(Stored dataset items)
--

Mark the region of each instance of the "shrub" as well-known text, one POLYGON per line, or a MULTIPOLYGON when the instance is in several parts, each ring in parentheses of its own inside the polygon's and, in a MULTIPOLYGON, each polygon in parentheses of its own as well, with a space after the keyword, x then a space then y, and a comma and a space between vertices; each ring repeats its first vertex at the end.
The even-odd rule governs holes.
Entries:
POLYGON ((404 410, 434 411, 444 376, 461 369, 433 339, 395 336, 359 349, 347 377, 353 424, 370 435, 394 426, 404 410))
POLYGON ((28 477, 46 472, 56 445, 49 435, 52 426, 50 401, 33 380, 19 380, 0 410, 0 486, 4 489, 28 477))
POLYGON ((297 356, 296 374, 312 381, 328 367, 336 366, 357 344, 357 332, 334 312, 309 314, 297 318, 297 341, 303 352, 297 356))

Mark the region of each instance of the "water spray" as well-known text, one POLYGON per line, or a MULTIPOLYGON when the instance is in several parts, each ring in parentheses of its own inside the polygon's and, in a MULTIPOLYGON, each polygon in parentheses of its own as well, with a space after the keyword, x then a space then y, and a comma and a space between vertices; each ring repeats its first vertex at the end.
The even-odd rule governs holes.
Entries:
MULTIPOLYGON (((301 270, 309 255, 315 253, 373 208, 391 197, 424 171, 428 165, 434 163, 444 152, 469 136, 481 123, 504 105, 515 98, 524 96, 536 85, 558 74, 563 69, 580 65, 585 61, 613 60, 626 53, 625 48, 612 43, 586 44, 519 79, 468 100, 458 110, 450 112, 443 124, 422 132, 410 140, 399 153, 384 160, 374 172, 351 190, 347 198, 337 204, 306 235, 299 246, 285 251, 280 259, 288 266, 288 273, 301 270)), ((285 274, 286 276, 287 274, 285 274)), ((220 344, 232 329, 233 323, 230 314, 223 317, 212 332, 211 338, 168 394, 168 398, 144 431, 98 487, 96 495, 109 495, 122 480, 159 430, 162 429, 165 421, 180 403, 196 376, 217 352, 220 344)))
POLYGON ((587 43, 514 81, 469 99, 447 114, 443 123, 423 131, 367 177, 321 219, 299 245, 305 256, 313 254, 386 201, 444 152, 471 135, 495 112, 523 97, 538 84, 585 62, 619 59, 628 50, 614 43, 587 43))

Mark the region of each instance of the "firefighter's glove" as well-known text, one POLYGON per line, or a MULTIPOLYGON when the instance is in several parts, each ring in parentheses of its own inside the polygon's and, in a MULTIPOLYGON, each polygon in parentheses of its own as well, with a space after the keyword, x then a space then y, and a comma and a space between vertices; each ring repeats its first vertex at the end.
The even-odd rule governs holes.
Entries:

--

## EXERCISE DETAILS
The whole of the data must be given back word for word.

## OUTPUT
Mark the region of each instance of the "shrub" as well-known text, one POLYGON per line, or a MULTIPOLYGON when the instance is in several parts, each ring in parentheses of its own inside the polygon's and, in a MULTIPOLYGON, each polygon in parentheses of its own as well, with a space after the keyword, x then a space then y, and a comma and a space between vertices; each ring repeats its first vertex at the end.
The even-odd rule governs holes.
Entries:
POLYGON ((404 410, 434 411, 444 376, 461 369, 433 339, 395 336, 359 349, 347 377, 353 424, 370 435, 394 426, 404 410))
POLYGON ((28 477, 46 472, 56 445, 49 435, 52 426, 50 401, 33 380, 19 380, 0 410, 0 486, 4 489, 28 477))
POLYGON ((297 356, 296 374, 312 381, 328 367, 336 366, 357 344, 357 332, 334 312, 309 314, 297 318, 297 341, 303 352, 297 356))

Mark the region of each instance of the "water spray" as well-known text, one POLYGON per line, or a MULTIPOLYGON when the instance is in several parts, each ring in parentheses of its own inside the polygon's and, in a MULTIPOLYGON, each polygon in parentheses of its own as well, with a space after the keyword, x then a space then y, and a comma and a space between vertices; each ring repeats its first vertex at the end.
The even-odd rule governs holes.
Entries:
MULTIPOLYGON (((301 270, 309 255, 315 253, 373 208, 391 197, 424 171, 428 165, 434 163, 444 152, 469 136, 481 123, 504 105, 515 98, 524 96, 536 85, 558 74, 563 69, 580 65, 585 61, 613 60, 626 53, 625 48, 612 43, 586 44, 519 79, 468 100, 458 110, 450 112, 443 124, 422 132, 410 140, 399 153, 384 160, 374 172, 351 190, 347 198, 337 204, 306 235, 299 246, 285 251, 280 259, 288 266, 288 273, 301 270)), ((285 274, 286 276, 287 274, 285 274)), ((220 344, 232 329, 233 323, 230 314, 223 317, 212 332, 211 338, 168 394, 168 398, 144 431, 98 487, 96 495, 109 495, 122 480, 159 430, 162 429, 165 421, 180 403, 196 376, 217 352, 220 344)))
POLYGON ((587 43, 514 81, 469 99, 447 114, 443 123, 423 131, 367 177, 321 219, 299 245, 305 256, 313 254, 386 201, 444 152, 471 135, 495 112, 523 97, 538 84, 585 62, 619 59, 628 50, 614 43, 587 43))

Mark the region of each instance of the "firefighter's glove" as well-known text, one POLYGON per line, or a MULTIPOLYGON when the instance is in several parts, each ring in parentheses of its own inside the polygon's and, in a MULTIPOLYGON, each polygon in parentheses of its own as well, with a space after the keyword, x then a space then y, and a comma and a space between vertices; each ring repeats its first vertex at the end.
The even-odd rule governs holes.
Entries:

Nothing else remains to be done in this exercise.